Records provided:
______

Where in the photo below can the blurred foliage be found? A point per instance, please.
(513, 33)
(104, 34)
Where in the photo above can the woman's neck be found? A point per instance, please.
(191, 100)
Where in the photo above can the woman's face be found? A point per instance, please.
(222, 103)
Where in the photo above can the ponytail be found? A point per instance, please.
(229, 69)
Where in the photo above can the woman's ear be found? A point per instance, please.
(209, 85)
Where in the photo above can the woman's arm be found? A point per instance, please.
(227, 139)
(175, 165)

______

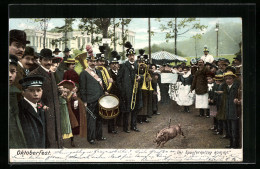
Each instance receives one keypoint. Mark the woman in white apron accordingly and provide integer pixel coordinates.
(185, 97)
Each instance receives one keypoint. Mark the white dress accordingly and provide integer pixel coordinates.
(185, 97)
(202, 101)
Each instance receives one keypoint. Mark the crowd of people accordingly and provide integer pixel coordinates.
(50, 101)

______

Stated goal: Please state how many of the lines above contain the string "integer", giving only the number.

The result: 3